**Work to be completed:**
Please write out the lines of the records below verbatim, from the line containing "For the image provided above, where is the blue wall?" through the line containing "[216,194,273,251]", including both.

---+---

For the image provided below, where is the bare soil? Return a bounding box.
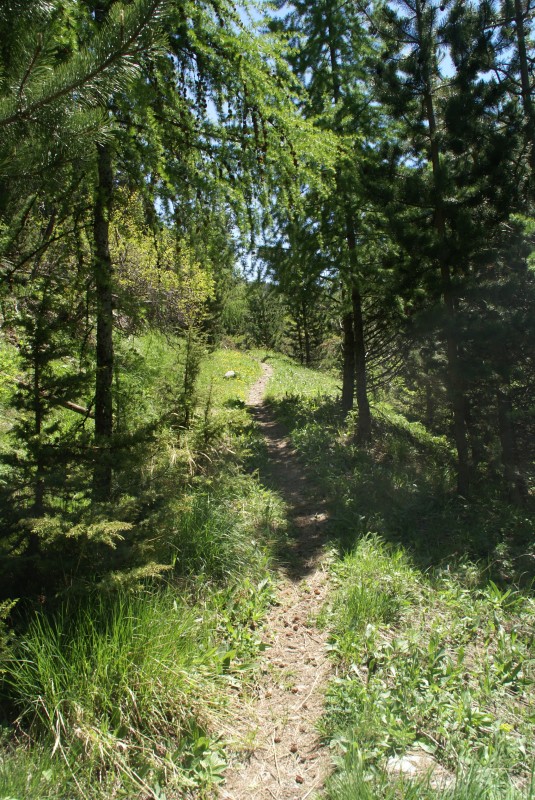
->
[219,364,331,800]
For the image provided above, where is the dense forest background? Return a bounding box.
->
[0,0,535,796]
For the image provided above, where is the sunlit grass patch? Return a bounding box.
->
[323,537,535,800]
[251,350,340,401]
[198,349,262,408]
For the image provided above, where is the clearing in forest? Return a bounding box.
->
[220,364,331,800]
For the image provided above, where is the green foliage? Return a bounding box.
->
[4,590,234,792]
[324,537,535,797]
[252,350,339,410]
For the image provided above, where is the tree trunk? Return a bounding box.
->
[496,389,526,505]
[416,0,470,494]
[351,287,372,444]
[342,311,355,414]
[93,144,114,501]
[515,0,535,181]
[301,300,312,367]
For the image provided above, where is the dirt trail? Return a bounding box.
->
[219,364,331,800]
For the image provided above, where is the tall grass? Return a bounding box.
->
[0,334,284,800]
[323,536,535,800]
[3,590,225,791]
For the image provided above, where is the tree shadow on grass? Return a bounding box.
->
[247,405,331,581]
[264,398,535,585]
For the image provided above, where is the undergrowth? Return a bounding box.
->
[0,334,286,800]
[323,536,535,800]
[264,382,535,800]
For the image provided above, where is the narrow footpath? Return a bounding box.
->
[219,364,331,800]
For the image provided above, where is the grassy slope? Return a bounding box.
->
[0,342,535,800]
[0,336,284,800]
[262,366,535,800]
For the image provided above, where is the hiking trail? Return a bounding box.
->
[219,363,332,800]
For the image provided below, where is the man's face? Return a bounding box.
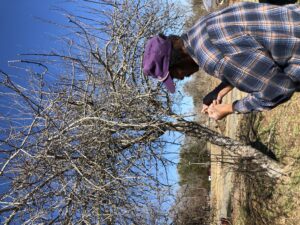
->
[170,59,199,80]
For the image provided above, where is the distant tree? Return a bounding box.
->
[0,0,280,224]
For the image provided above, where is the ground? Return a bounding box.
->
[210,86,300,225]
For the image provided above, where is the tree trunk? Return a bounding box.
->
[168,120,284,177]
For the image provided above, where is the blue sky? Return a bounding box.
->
[0,0,191,199]
[0,0,66,71]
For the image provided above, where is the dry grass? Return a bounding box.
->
[234,93,300,225]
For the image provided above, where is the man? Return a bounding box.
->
[143,2,300,120]
[202,0,297,12]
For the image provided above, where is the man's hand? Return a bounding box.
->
[206,100,233,120]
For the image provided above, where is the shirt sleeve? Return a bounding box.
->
[220,50,295,113]
[206,29,295,113]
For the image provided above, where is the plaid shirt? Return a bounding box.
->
[182,2,300,113]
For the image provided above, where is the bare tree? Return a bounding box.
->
[0,0,280,224]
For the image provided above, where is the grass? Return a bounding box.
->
[236,93,300,225]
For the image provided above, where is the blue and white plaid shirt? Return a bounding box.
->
[182,2,300,113]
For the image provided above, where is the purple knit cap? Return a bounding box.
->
[143,36,175,93]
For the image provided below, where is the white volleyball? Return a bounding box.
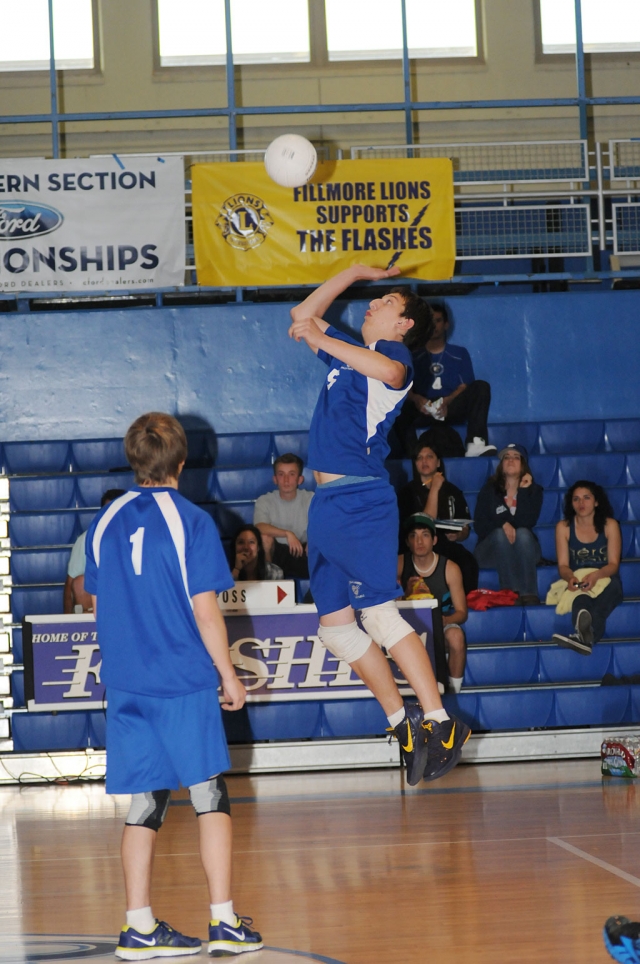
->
[264,134,318,187]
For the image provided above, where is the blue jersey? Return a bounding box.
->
[84,486,233,697]
[307,327,413,478]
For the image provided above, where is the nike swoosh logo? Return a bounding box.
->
[441,723,456,750]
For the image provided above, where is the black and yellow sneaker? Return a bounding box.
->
[391,703,427,787]
[422,716,471,781]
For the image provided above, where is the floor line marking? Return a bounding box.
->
[547,837,640,887]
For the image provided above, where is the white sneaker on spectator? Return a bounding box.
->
[464,435,497,459]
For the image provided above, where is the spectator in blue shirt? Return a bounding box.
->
[395,304,496,456]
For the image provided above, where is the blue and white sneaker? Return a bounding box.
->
[115,920,202,961]
[208,917,262,957]
[602,917,640,964]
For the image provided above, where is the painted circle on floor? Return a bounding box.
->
[0,934,344,964]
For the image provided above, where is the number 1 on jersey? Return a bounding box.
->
[129,526,144,576]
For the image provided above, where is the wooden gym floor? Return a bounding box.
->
[0,760,640,964]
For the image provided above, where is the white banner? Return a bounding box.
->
[0,155,186,294]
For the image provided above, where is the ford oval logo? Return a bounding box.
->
[0,201,64,241]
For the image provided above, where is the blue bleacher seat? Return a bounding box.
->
[319,699,389,739]
[524,605,573,643]
[620,559,640,596]
[11,549,69,586]
[385,459,413,492]
[273,432,309,462]
[11,586,62,622]
[71,438,129,472]
[9,512,77,546]
[558,452,625,488]
[215,432,272,469]
[554,686,629,726]
[76,472,134,509]
[9,476,76,512]
[539,643,613,683]
[604,418,640,452]
[540,421,604,455]
[628,487,640,522]
[489,422,540,456]
[534,526,556,559]
[529,455,558,489]
[445,457,491,493]
[215,465,274,502]
[464,606,524,643]
[608,642,640,676]
[206,502,253,539]
[478,690,554,730]
[464,646,538,686]
[538,489,562,526]
[607,487,633,522]
[3,442,71,475]
[178,468,211,503]
[11,710,89,753]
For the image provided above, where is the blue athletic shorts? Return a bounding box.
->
[107,688,231,793]
[307,479,402,616]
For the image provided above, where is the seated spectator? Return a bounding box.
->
[553,481,623,656]
[474,443,542,606]
[253,452,313,579]
[398,436,478,595]
[62,489,126,613]
[398,512,467,693]
[394,304,496,456]
[231,525,283,582]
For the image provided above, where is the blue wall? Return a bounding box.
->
[0,291,640,440]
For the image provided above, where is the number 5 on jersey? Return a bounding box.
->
[129,526,144,576]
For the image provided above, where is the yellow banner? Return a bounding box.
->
[192,158,455,286]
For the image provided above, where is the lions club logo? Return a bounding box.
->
[216,194,273,251]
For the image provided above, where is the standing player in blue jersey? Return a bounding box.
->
[85,412,262,961]
[289,265,470,786]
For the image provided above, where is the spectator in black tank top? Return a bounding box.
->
[398,512,467,693]
[398,435,478,595]
[553,480,623,656]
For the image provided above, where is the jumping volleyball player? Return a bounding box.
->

---+---

**Output for this exercise:**
For the image provided above, where is the blue wall? Return a bounding box.
->
[0,291,640,440]
For the image provided above, where is the number 5 on jersey? Return a bounding box.
->
[129,526,144,576]
For the image provided above, where is the yellow banner? Return a bounding box.
->
[192,158,455,286]
For the image provided above, where is the lions club logo? Return a bounding box.
->
[216,194,273,251]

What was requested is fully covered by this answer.